Texte de la page:
###

Nous avons besoin d'un colossal effort de recherche et d'innovation à définir entre la part qui relève de l'État et qui doit être augmentée – c'est pour cela que Ségolène Royal a pris l'engagement d'augmenter de 10 % par an pendant cinq ans le budget de la recherche –, et celle qui relève des entreprises qui n'ont pas, par rapport à la moyenne de l'OCDE, un effort de recherche et d'innovation suffisant. Cela veut dire que l'État, les collectivités locales et les entreprises doivent définir ensemble les secteurs stratégiques sur lesquels nous prenons du retard, ce qui explique nos 30 milliards de déficit du commerce extérieur à comparer aux 130 milliards d'excédent de l'Allemagne actuellement.

Nous avons besoin d'aider spécifiquement les PME-PMI. Pour notre part, nous estimons que les TPE sont plutôt bien aidées aujourd'hui, des efforts ont été faits en matière de création d'entreprise, que les grands groupes bénéficient d'un certain nombre d'aides, mais qu'il nous faut probablement renforcer les aides en faveur des PME-PMI, capital-risque, capital-développement.

###

Consigne 1:
D'après le texte sur la recherche et l'innovation, quels acteurs doivent définir ensemble les secteurs stratégiques ? Citez-les tous.
Consigne 2:
Poursuivez le texte sur la recherche et l'innovation après sa dernière phrase.

Données fournies:
###

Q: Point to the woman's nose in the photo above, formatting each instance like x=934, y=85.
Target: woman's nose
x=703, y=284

###

Réponse 1:
L'État, les collectivités locales et les entreprises.

Réponse 2:
Nous avons besoin d'un effort de réindustrialisation sur place, c'est-à-dire de faire un effort préventif pour pallier l'une des plaies de notre pays. Nous avons des zones de mono-industries avec des industries vieillissantes, ce qui fait que leur fermeture génère des drames sociaux que tout le monde connaît, il s'agit donc de faire un effort d'anticipation pour éviter que survienne la catastrophe et, malheureusement, lorsqu'elle est survenue, mettre des moyens importants pour la réindustrialisation sur place.

Il nous faut encourager l'investissement. Nous pensons que l'impôt sur les sociétés, spécifiquement pour les grandes entreprises, les petites bénéficiant déjà d'un taux réduit sous couvert d'un plafond, doit être modulé, le profit taxé différemment selon qu'il est réinvesti dans l'entreprise (moins taxé) ou distribué en actions (plus taxé). Nous voulons une fiscalité qui soit plus favorable au travail et à l'emploi, portant sur la fiscalité individuelle – peut-être aurons-nous l'occasion de discuter de ce que devrait être pour nous l'incitation au travail, ce que pourrait être un rapprochement de l'assiette de l'impôt sur le revenu de l'assiette de la CSG. Nous pensons, par exemple, qu'il convient de ne pas privilégier les successions, mais s'il faut faire des efforts fiscaux, les faire en faveur des fruits du travail et pas en faveur de la succession.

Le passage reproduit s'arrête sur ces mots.